* Exercise
Return each line of the data below that contains the string "strap".

[Image point grounding data]
────────────────

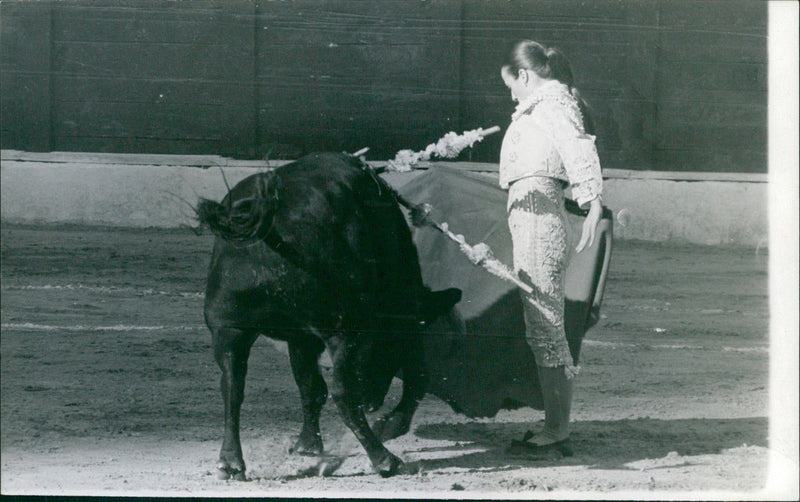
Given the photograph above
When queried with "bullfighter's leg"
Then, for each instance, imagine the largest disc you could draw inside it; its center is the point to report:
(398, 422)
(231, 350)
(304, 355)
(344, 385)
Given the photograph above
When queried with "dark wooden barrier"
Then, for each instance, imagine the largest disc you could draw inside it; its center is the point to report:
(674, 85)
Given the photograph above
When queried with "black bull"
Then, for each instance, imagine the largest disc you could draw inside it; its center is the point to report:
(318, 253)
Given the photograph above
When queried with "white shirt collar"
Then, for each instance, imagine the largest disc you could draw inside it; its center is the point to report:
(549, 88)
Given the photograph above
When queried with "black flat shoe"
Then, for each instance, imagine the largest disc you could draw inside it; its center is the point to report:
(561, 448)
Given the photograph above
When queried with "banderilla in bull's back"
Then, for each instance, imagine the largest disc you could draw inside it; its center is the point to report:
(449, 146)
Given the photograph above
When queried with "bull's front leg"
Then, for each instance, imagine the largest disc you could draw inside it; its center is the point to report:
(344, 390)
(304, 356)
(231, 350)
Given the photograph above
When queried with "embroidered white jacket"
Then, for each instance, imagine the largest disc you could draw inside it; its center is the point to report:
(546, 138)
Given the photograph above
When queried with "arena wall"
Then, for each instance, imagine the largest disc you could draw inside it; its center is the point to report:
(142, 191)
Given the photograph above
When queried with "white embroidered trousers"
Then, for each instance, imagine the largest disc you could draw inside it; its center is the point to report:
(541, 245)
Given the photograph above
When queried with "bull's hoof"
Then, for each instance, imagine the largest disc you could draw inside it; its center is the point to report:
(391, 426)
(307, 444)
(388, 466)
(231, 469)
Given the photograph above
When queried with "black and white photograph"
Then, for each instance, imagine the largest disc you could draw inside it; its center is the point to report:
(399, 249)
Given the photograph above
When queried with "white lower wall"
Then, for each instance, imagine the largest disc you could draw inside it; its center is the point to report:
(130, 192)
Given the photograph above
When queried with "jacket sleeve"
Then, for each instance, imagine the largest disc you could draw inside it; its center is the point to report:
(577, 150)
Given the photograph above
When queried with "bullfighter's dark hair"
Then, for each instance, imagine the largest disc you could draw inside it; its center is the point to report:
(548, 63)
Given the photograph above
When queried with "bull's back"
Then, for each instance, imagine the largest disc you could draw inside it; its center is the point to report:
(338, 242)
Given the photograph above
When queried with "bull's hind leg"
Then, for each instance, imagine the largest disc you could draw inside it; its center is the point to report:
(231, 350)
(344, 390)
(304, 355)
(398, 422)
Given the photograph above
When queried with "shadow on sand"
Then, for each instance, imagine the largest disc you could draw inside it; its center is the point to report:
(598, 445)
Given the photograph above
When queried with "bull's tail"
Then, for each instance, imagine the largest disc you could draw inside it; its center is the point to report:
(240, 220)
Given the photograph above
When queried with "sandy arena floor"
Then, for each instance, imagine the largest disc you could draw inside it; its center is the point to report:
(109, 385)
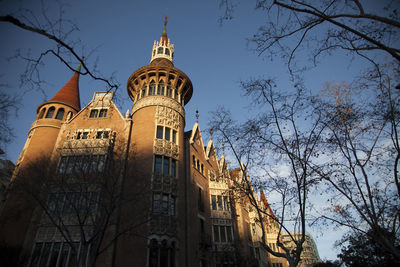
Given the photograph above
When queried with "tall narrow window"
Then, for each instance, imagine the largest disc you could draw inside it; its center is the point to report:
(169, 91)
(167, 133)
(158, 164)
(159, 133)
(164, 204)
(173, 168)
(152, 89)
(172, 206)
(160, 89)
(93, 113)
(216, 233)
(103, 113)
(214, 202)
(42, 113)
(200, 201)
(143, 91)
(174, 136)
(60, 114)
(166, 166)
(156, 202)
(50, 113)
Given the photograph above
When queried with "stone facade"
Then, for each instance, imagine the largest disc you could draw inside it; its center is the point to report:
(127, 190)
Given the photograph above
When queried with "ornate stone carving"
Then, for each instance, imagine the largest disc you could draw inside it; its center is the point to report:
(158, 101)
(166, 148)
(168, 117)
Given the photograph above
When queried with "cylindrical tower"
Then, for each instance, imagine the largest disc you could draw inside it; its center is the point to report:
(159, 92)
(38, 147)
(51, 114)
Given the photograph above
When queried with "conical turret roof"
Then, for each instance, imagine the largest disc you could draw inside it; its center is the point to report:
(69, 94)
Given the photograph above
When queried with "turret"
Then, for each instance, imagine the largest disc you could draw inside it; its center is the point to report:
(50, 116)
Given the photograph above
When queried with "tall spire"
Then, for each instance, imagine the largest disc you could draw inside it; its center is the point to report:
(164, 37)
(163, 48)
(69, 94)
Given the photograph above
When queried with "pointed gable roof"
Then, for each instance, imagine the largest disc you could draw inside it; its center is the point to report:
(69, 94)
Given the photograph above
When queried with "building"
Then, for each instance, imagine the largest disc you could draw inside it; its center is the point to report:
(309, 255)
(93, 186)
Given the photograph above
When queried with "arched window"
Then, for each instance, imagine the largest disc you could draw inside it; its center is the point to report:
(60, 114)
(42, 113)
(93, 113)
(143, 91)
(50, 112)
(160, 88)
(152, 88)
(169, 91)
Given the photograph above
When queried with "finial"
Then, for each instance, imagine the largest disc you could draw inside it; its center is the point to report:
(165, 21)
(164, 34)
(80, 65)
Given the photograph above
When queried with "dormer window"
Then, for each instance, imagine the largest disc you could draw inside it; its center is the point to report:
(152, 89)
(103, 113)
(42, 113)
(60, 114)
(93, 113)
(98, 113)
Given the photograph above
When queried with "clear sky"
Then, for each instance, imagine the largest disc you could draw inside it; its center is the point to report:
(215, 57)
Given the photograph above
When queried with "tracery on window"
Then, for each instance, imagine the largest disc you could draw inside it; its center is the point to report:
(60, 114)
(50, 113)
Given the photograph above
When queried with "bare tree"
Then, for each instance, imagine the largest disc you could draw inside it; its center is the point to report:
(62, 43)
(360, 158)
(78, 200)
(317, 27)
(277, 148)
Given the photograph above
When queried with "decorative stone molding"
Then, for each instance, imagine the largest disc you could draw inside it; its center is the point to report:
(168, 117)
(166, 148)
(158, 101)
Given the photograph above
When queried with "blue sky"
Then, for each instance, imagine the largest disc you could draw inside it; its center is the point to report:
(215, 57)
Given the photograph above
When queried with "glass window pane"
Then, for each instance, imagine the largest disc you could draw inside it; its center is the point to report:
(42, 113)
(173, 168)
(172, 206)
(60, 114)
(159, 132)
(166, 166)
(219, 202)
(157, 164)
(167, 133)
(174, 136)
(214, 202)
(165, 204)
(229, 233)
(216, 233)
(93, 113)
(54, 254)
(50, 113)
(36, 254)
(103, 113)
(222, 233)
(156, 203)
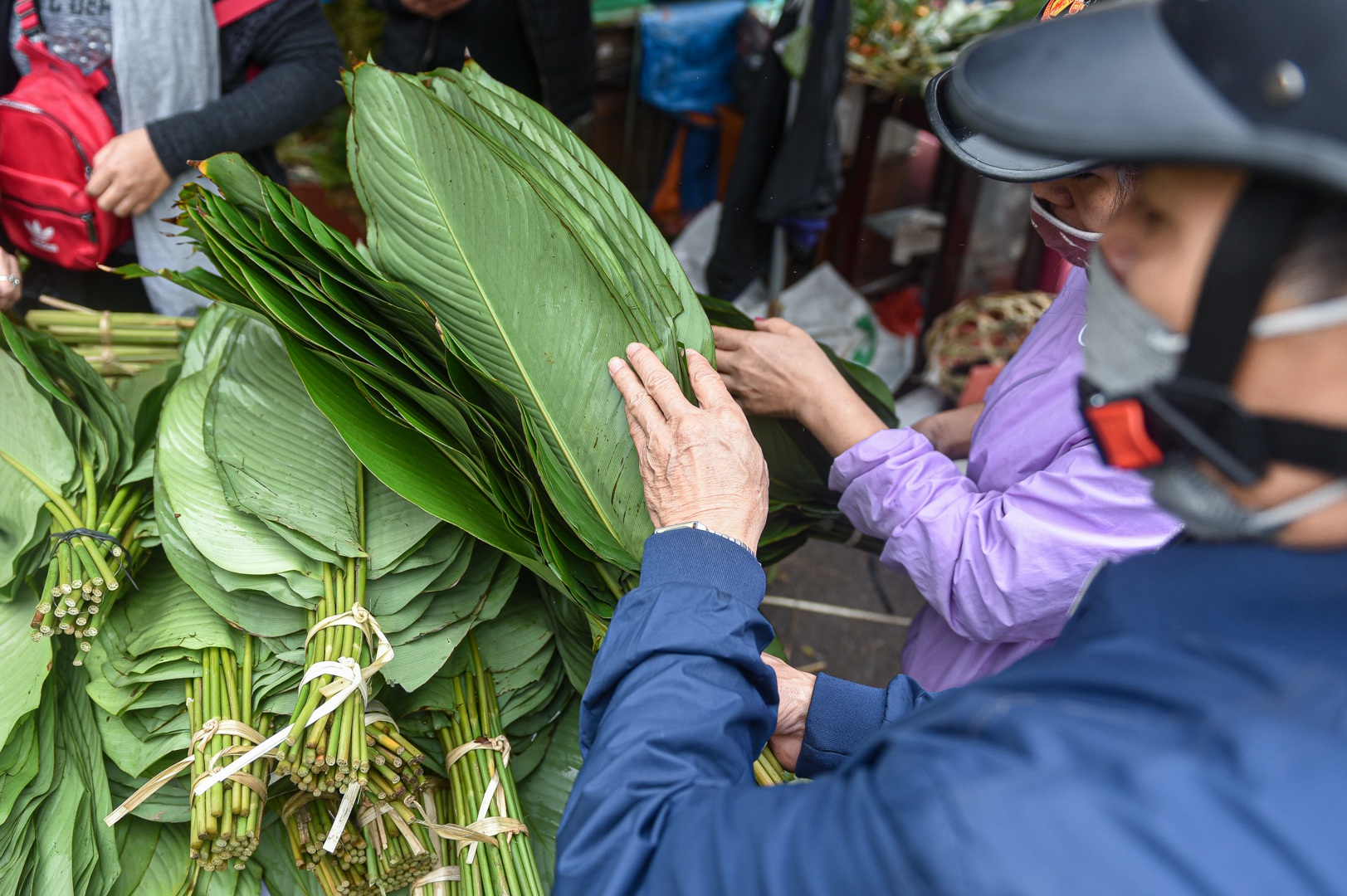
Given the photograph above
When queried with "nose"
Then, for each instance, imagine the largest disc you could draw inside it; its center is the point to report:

────────────────

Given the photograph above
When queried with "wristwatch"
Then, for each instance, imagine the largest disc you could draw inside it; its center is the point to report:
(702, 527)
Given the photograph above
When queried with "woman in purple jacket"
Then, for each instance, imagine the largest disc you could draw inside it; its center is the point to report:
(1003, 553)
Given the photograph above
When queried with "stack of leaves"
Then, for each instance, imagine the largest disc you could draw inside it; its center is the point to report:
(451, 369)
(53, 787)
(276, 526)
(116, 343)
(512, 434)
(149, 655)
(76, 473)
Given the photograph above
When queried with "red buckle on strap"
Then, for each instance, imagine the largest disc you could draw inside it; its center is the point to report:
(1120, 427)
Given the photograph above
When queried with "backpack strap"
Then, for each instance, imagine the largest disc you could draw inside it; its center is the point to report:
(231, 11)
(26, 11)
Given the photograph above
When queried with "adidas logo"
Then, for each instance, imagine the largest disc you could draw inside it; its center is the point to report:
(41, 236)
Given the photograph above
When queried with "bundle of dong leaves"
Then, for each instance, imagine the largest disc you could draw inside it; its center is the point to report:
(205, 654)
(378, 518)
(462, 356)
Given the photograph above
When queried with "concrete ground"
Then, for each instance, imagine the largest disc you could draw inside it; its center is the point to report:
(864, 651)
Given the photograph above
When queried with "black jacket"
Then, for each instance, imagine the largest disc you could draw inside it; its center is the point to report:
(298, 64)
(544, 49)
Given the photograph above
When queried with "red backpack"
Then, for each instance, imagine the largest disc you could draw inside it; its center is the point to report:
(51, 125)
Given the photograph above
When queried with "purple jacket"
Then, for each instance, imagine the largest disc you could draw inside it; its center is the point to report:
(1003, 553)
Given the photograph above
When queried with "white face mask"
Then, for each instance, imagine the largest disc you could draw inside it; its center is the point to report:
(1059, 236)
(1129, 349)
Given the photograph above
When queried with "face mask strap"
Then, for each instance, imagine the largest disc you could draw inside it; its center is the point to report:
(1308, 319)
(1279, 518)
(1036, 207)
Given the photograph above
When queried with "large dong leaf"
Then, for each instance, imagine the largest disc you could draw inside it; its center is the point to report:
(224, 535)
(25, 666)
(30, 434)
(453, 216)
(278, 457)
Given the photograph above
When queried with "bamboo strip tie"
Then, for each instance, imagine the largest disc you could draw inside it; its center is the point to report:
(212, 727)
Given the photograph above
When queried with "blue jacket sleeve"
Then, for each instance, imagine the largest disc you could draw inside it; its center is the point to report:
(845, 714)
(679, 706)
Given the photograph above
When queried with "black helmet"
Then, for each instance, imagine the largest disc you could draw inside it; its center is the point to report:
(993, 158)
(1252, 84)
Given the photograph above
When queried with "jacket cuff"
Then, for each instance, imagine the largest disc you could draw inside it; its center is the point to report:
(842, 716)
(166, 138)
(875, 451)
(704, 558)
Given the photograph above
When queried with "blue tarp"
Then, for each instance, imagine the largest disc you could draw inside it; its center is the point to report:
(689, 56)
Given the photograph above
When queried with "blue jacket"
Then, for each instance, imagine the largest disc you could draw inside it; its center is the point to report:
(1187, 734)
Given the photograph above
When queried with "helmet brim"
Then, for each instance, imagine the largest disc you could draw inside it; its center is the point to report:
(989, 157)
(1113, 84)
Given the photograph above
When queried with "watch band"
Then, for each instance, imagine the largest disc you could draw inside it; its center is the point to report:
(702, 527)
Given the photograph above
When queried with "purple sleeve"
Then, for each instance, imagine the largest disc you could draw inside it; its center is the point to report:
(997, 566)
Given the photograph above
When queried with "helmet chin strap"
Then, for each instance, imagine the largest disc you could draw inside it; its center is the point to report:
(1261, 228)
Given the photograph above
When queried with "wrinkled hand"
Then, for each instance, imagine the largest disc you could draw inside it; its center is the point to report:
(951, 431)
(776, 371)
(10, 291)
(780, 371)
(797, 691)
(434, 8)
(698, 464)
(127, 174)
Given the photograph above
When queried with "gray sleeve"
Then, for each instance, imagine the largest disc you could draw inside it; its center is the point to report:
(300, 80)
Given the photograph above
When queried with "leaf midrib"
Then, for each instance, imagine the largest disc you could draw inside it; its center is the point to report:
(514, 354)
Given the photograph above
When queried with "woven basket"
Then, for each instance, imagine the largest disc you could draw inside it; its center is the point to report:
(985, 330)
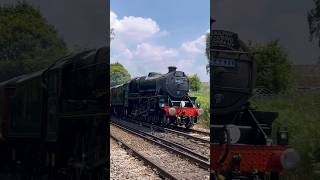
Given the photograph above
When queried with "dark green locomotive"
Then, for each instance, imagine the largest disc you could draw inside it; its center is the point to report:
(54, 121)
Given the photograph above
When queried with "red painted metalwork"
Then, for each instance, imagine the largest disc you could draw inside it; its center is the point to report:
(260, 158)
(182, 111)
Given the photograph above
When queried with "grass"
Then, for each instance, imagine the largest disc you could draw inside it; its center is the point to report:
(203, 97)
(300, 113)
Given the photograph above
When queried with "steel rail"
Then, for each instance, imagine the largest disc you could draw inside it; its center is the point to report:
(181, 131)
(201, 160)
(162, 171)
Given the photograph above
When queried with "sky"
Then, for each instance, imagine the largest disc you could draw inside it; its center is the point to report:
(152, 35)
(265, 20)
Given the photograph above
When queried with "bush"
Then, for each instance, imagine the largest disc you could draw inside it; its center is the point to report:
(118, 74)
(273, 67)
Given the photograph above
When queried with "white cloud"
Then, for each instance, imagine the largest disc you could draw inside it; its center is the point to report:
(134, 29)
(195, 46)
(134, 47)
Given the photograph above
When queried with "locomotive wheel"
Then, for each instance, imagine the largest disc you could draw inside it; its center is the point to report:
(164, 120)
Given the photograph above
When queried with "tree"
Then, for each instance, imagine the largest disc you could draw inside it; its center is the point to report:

────────────────

* Exercise answer
When queried with "red buckle on strap"
When queried with "backpack strap"
When queried with "face mask strap"
When queried with "helmet chin strap"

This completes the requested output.